▸ **Exercise objective**
Please reproduce each of the following entries exactly.

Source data
—————

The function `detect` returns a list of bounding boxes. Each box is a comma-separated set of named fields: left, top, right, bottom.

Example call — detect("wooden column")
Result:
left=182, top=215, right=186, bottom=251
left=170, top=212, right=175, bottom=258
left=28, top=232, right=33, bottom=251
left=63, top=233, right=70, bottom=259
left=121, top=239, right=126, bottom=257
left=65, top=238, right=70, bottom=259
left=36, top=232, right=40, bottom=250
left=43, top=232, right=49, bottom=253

—————

▸ **Your response**
The function `detect` returns a list of bounding boxes. Each box is a comma-separated set of named fields: left, top, right, bottom.

Example call — detect("wooden column")
Result:
left=182, top=215, right=186, bottom=251
left=170, top=212, right=175, bottom=258
left=28, top=232, right=33, bottom=251
left=63, top=233, right=70, bottom=259
left=121, top=239, right=126, bottom=257
left=65, top=238, right=70, bottom=259
left=36, top=232, right=40, bottom=250
left=43, top=232, right=49, bottom=253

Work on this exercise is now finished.